Repeat the full listing exactly.
BEGIN DATA EXTRACTS
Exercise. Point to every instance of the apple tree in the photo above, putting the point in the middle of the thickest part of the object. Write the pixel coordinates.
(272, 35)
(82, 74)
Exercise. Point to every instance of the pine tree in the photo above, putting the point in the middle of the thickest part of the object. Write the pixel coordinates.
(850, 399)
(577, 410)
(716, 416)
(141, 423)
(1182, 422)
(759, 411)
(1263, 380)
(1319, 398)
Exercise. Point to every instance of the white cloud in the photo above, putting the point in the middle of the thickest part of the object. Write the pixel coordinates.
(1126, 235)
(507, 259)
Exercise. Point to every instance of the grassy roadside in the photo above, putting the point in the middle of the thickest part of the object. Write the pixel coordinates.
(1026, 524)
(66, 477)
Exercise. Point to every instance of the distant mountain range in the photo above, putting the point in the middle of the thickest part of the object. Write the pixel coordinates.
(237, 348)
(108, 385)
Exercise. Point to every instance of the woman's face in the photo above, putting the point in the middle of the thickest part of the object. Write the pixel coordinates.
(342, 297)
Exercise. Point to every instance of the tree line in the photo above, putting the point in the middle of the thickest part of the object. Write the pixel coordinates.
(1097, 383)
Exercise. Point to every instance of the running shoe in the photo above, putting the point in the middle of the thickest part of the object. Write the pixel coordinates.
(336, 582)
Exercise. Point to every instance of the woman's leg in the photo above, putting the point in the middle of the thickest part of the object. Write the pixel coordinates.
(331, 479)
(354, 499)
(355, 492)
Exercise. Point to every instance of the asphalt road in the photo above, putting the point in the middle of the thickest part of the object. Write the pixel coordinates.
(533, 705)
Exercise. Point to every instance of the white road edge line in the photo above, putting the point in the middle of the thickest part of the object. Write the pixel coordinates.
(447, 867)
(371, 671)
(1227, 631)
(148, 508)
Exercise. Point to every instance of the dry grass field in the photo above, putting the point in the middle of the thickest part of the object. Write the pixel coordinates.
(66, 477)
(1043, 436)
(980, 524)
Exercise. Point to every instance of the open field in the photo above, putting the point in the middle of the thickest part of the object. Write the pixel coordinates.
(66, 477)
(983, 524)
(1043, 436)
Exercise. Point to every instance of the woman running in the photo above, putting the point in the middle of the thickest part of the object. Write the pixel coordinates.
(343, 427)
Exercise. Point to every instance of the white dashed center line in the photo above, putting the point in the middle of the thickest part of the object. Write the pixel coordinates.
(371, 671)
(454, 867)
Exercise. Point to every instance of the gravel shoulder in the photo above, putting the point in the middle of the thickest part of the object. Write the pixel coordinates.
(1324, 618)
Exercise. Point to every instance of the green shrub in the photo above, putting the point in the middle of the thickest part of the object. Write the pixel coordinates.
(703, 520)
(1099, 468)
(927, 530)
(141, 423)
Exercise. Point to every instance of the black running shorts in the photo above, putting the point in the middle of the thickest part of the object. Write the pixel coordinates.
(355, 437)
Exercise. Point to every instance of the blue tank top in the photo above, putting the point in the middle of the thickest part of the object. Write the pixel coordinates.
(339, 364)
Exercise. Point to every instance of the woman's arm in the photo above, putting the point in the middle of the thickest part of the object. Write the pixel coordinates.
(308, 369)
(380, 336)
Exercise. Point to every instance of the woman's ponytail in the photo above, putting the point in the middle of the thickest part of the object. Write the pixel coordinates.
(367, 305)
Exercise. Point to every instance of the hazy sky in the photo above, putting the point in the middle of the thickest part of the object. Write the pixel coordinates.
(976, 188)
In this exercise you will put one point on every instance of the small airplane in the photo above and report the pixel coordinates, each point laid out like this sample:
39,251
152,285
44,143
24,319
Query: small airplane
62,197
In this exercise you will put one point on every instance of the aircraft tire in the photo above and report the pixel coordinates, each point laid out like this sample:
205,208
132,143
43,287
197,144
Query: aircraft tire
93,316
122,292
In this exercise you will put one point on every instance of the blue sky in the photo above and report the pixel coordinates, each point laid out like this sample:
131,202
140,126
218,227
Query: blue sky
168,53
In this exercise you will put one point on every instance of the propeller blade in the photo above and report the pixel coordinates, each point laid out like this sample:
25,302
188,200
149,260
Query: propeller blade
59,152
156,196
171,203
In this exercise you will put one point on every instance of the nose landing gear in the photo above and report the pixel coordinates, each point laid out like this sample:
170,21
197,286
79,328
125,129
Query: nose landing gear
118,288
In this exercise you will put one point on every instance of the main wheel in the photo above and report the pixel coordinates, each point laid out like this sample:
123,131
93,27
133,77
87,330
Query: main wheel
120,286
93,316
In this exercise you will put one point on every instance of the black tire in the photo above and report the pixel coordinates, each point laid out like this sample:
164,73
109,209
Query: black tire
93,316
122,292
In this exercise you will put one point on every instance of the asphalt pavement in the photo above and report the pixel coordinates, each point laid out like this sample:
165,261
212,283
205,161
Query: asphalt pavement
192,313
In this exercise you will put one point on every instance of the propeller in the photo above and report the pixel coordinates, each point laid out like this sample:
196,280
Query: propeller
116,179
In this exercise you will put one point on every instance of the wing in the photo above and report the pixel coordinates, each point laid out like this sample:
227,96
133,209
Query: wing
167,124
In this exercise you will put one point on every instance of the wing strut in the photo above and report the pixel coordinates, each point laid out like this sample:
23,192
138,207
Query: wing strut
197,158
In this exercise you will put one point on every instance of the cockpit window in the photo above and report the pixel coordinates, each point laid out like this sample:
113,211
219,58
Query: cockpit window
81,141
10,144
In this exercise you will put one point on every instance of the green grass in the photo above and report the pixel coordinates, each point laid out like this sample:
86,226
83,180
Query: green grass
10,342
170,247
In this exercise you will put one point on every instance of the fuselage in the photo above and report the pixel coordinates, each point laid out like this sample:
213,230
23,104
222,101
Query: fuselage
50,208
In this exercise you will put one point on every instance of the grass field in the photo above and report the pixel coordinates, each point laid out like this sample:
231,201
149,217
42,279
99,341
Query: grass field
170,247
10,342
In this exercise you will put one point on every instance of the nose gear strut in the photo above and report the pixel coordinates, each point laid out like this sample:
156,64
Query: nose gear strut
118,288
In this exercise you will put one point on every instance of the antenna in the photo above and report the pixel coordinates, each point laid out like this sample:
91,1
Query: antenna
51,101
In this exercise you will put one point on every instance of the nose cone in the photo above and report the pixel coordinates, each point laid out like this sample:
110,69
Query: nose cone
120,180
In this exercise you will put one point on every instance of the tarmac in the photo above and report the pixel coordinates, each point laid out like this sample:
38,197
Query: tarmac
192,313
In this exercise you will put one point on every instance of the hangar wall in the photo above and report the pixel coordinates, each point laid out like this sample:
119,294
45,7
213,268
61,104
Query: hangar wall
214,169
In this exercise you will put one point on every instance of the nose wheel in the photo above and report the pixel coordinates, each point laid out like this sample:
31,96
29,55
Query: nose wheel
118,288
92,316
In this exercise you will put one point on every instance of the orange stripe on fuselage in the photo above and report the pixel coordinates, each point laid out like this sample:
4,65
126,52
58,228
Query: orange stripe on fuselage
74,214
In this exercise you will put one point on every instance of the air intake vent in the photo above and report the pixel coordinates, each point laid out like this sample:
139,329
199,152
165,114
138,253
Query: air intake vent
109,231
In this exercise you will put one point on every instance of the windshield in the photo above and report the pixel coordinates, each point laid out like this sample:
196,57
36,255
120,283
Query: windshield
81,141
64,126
END DATA EXTRACTS
◆ RESULT OF THE EXERCISE:
Exercise. Point to every instance of the apple tree in the photo above, putting the point in the middle of the thickest part of the object. Write the pixel coordinates.
(272, 35)
(82, 74)
Exercise. Point to every instance of the pine tree in the photo above, putting the point in the middle of the thickest part of the object. Write the pixel coordinates.
(850, 399)
(577, 410)
(716, 416)
(141, 423)
(1182, 422)
(759, 411)
(1263, 380)
(1319, 398)
Exercise. Point to every instance of the white cloud in the photo above, putting the point in the middle of the thickest part of the object. Write the pixel coordinates.
(1126, 235)
(507, 259)
Exercise. Point to every instance of the grassy roadside in the photo above, putting the point in the middle of the thickest part of the object. Write the pixel coordinates.
(1026, 524)
(66, 477)
Exercise. Point to every instance of the distant mountain range in the photo above, putting the point in the middle of the thickest part of the object. Write the pixel coordinates.
(237, 348)
(108, 385)
Exercise. Point to every instance of the woman's face in the photo above, putting the point in the middle of the thickest part of the object. Write the pixel coordinates.
(342, 297)
Exercise. Point to every instance of the tree line in the photo above, putting the point in the middle of the thickest part of the object. Write the pixel coordinates.
(1097, 383)
Exercise. Point to every instance of the running shoe in the photo above, putting the point in the middle of the thickest part of the object. Write the pixel coordinates.
(336, 582)
Exercise. Point to every instance of the woman's leg in the photo above, putting the point in the middle of the thickest part of the object. Write the pixel coordinates.
(331, 479)
(354, 499)
(355, 492)
Exercise. Point to every instance of the asphalt road in the photo above, putting the point in the middle of the thickest part of the object. Write the pixel coordinates.
(533, 705)
Exercise. Point to every instance of the white road edge line in the photo above, putting the point in the middle of the thickest part of the object. Write the pixel coordinates.
(447, 867)
(371, 671)
(1227, 631)
(148, 508)
Exercise. Point to every instance of the dry grass field in the photo above, putting the point in the middle of the thickest part of the object. Write the pixel coordinates.
(66, 477)
(1043, 436)
(980, 524)
Exercise. Point to every instance of the open field in the photo above, putting the point in the middle of the thickest part of the object. Write the pixel coordinates.
(66, 477)
(983, 524)
(1043, 436)
Exercise. Point to every instance of the woman running in the photo above, putting the point in the middle of the thickest part of the object. Write the pixel coordinates.
(343, 427)
Exercise. Point to every instance of the white dashed center line in the photo above, putting the point in the middle of the thickest part of the object. Write the pixel coordinates.
(371, 671)
(454, 867)
Exercise. Point to every instance of the gravel shoulder in the photo above, putting the point in the middle of the thickest part of the object. Write the pixel coordinates.
(1324, 618)
Exercise. Point to every instance of the green shrub in the photo above, putting the point in the middle of the thickest part of the object. Write the pixel coordinates.
(703, 520)
(1099, 468)
(927, 530)
(141, 423)
Exercise. Point to every instance of the black running shorts in the photo above, putting the point in the middle of the thickest part of the object. Write the pixel coordinates.
(355, 437)
Exercise. Point to every instance of the blue tank top in the photo above, putting the point in the middle of the thickest part of the object. Write the pixel coordinates.
(339, 364)
Exercise. Point to every instance of the woman's arm in the photo above, putting the point in the middle of the thickest part of the object. Write the pixel coordinates.
(308, 369)
(380, 336)
Exercise. Point to every instance of the woman's ponytail in the photo above, putting the point in the middle of the thickest part of the object. Write the pixel coordinates.
(367, 305)
Exercise. Point to every instance of the hazy sky in the photo above, putting the point in the middle of the thickest part of the object. Write the pixel coordinates.
(976, 188)
In this exercise you will put one point on every instance of the small airplane in the photo above and report the pixel coordinates, each point laid out like this sample:
39,251
152,285
44,143
24,319
Query: small airplane
62,197
In this exercise you will put one point on every instance of the aircraft tire in the photo above and report the pixel coordinates, each point laid out like this sample:
205,208
132,143
43,287
197,144
Query: aircraft tire
93,316
122,292
In this exercise you will put one point on every instance of the blue sky in the photo above and report the pixel coordinates, each point laid out like this sample:
131,202
140,126
218,227
Query: blue sky
168,53
In this exercise you will put one point on every instance of the propeller blade in the photo above and report the pixel coordinates, each point laid out like this sample:
25,302
188,200
149,260
Query: propeller blade
59,152
156,196
171,203
In this exercise you will put one point on every instance of the nose landing gear in the photo above and report the pixel coordinates, each point laid out like this sample:
170,21
197,286
79,328
125,129
Query: nose landing gear
118,288
In this exercise you will put one point on every instance of the main wheel in the photo above and report the pixel coordinates, each point laid out like this sample:
123,131
93,27
133,77
87,330
Query: main wheel
120,286
93,316
In this exercise you will put one point on every instance of the black tire in the photo above and report the pixel coordinates, each point laid out like this sample:
164,73
109,209
Query: black tire
93,316
122,292
In this exercise you will put one point on every instance of the asphalt pavement in the photo above and report the pixel coordinates, each point laid out like this sample:
165,261
212,283
205,161
Query: asphalt pavement
192,313
In this exercise you will put one point on every instance of the propeller in the photo above and report the pixel coordinates, each point laid out like this sample:
196,280
Query: propeller
116,179
In this exercise you will put one point on every instance of the wing in the photo above and report the pixel coordinates, each point laid out like this sample:
227,96
133,209
Query: wing
167,124
In this exercise you will put one point on every instance of the wing strut in the photo above and report the pixel coordinates, each point laid out like this sample:
23,192
138,207
Query: wing strut
197,158
In this exercise you will put one point on every instance of the cockpit window in the photo above and report the pixel coordinates, each point laid out like this sample:
113,211
219,58
Query: cockpit window
81,141
10,144
In this exercise you will put one point on every instance of the green grass in the photo above and report the pixel coordinates, each point laid out like this sample:
86,226
83,180
Query: green grass
10,342
170,247
In this exercise you will put one point on every instance of the fuselage in the photo above and report the pixel coordinates, each point laid out like this sample:
213,230
23,104
222,101
Query: fuselage
50,208
In this exercise you will put one point on every instance of the grass field in the photo above and report the pixel coordinates, each point laid out like this sample:
231,201
149,217
42,279
99,341
Query: grass field
170,247
10,342
In this exercise you will put one point on every instance of the nose gear strut in the photo above and report the pixel coordinates, each point laid out like this sample:
156,64
Query: nose gear strut
118,288
In this exercise you will put one point on every instance of the antenna in the photo above and report the pixel coordinates, each point laid out like this sample:
91,1
Query: antenna
51,101
In this exercise you will put one point on every instance of the nose cone in the photo above and report the pixel coordinates, each point laid out like this sample:
110,69
Query: nose cone
120,180
In this exercise you will put one point on every instance of the tarmac in the photo above and report the pixel coordinates, each point laid out like this sample:
38,197
Query: tarmac
192,313
In this exercise you will put one point on every instance of the hangar wall in the photo above and report the pixel coordinates, each point laid out like this sample:
119,294
45,7
213,268
61,104
Query: hangar wall
214,169
In this exercise you will put one point on every instance of the nose wheel in the photo above and report the pixel coordinates, each point laid out like this sample:
31,96
29,55
Query: nose wheel
118,288
92,316
In this exercise you will put one point on every instance of the orange stripe on fuselage in the photo above and report the pixel coordinates, each point laid out like this sample:
4,65
126,52
58,228
Query: orange stripe on fuselage
74,214
In this exercise you will put one point on every instance of the air intake vent in the photo above and report the pixel coordinates, each point laid out like this sample:
139,329
199,152
165,114
138,253
Query: air intake vent
109,231
In this exercise you will put one point on every instance of the windshield in the photo above and report the pixel coordinates, each point laid out like this sample:
196,57
36,255
120,283
Query: windshield
81,141
64,126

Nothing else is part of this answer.